**Exercise directions**:
Your task is to repeat exactly the lines below between the line holding "for every instance of the open" and the line holding "for every instance of the distant farmhouse, set", inclusive, and only those.

START Extracted records

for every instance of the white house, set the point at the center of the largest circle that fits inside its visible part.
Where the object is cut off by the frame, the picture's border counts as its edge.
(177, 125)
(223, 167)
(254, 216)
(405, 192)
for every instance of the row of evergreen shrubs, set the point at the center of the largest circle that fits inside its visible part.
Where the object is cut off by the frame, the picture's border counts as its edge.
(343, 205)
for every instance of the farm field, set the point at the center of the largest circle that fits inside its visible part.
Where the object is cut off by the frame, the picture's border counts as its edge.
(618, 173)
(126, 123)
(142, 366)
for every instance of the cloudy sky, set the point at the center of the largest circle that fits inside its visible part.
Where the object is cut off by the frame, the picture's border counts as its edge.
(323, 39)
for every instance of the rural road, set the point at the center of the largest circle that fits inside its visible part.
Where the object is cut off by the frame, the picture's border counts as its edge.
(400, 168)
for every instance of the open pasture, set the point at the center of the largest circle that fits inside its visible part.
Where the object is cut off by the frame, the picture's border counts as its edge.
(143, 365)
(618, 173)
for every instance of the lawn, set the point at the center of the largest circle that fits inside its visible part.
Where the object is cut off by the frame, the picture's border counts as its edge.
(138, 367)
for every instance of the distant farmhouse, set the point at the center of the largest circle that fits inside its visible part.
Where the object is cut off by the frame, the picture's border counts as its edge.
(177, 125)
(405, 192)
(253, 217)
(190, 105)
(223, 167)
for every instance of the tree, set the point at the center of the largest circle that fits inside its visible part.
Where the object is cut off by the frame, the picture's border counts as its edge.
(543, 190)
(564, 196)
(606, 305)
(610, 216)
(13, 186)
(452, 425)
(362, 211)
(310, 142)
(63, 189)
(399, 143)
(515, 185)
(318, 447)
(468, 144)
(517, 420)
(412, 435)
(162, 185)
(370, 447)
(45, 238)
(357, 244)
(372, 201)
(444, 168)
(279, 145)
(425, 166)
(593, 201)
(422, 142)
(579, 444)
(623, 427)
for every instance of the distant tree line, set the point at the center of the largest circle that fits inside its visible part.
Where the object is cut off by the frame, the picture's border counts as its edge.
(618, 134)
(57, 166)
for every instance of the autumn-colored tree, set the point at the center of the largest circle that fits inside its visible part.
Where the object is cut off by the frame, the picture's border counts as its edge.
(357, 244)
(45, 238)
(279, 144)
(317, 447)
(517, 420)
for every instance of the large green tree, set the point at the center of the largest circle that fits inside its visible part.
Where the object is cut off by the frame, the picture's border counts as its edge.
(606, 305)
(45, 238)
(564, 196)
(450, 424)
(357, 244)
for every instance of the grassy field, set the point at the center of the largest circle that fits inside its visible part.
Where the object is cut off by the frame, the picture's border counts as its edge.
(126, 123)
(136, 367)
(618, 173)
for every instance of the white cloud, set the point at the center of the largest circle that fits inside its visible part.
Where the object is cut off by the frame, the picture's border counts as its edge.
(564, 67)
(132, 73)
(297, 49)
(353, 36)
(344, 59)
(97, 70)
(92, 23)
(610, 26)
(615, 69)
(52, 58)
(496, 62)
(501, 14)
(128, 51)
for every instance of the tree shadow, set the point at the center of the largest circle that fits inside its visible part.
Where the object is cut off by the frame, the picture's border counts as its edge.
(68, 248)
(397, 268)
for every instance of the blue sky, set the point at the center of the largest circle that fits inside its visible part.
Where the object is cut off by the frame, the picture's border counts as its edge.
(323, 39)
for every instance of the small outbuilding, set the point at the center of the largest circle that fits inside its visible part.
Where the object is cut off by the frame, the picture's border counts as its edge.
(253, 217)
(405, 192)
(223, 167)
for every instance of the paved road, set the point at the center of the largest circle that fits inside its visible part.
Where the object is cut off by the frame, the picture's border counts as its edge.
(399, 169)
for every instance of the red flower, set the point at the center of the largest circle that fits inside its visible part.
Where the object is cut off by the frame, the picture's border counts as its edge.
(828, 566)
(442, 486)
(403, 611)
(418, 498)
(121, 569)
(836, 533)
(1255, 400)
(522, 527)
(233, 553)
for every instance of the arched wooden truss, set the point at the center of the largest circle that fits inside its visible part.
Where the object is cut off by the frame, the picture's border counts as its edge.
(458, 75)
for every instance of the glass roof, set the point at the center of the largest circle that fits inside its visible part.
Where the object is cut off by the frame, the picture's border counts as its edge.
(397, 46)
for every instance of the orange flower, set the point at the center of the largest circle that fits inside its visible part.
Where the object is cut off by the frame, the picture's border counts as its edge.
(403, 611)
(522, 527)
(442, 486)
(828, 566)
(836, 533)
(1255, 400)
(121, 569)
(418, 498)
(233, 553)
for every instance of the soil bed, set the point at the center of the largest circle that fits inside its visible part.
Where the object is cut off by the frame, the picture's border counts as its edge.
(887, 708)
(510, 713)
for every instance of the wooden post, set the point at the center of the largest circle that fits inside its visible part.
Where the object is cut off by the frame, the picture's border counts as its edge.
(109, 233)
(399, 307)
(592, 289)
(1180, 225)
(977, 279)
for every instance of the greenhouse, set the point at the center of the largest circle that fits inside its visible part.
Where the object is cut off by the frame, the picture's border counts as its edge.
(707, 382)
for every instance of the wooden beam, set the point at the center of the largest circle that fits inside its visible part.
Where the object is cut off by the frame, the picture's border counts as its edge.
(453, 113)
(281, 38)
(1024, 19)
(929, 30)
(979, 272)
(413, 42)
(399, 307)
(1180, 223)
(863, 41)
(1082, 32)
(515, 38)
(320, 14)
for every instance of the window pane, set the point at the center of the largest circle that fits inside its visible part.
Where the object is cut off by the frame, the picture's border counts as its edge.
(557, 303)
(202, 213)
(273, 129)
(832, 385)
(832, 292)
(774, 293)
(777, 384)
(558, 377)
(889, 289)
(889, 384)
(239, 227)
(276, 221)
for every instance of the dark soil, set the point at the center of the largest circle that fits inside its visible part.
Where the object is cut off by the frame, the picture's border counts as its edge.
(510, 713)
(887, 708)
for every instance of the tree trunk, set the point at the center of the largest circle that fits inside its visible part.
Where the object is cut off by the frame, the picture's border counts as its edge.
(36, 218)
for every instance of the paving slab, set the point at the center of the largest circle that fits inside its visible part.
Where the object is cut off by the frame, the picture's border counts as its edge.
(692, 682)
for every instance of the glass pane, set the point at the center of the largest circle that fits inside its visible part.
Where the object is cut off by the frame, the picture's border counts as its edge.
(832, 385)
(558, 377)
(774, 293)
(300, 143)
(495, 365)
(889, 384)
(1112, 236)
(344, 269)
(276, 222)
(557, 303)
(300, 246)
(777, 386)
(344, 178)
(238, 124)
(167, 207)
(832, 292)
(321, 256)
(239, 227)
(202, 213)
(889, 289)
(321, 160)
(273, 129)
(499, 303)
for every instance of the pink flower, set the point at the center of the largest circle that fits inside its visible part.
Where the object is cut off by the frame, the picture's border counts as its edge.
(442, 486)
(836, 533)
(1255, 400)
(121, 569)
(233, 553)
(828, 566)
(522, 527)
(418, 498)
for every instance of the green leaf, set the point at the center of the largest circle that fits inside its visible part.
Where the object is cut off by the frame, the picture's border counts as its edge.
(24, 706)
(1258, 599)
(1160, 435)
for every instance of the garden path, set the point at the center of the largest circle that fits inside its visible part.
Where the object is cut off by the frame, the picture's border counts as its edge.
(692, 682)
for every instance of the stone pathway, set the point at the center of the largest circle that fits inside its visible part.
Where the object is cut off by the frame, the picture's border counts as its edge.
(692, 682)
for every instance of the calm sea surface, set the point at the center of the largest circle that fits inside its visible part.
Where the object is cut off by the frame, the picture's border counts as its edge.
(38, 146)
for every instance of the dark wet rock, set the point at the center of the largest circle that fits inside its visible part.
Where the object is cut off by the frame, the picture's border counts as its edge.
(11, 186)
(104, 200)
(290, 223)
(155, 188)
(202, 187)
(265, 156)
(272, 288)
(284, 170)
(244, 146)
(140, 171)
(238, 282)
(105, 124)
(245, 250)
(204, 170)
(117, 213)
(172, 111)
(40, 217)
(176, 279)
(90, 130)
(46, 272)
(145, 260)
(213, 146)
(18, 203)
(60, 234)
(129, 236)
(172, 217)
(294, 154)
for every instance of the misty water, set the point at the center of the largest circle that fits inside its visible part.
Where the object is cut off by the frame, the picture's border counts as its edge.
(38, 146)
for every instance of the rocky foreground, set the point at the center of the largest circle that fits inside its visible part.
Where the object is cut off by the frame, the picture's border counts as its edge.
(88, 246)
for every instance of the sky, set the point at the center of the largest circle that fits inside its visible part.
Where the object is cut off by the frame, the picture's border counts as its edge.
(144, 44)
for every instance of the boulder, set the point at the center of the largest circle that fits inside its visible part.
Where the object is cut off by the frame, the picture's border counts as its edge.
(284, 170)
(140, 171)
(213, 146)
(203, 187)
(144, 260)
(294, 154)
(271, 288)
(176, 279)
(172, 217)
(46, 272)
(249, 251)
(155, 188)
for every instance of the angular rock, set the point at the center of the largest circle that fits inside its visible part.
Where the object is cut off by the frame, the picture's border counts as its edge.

END Extracted records

**Task output**:
for every instance of the open pasture, set the point at the center of the largest circle that fits inside its visible part.
Where the object is cut off by the frame, the picture's border counts as its edge.
(143, 365)
(618, 173)
for every instance of the lawn, set the point at the center of the largest circle that fits inside its visible part.
Where the object is cut off by the frame, the picture's border counts as its edge.
(138, 367)
for every instance of the distant farmhouse, set the point at the center of the largest circle that fits inside its visible part.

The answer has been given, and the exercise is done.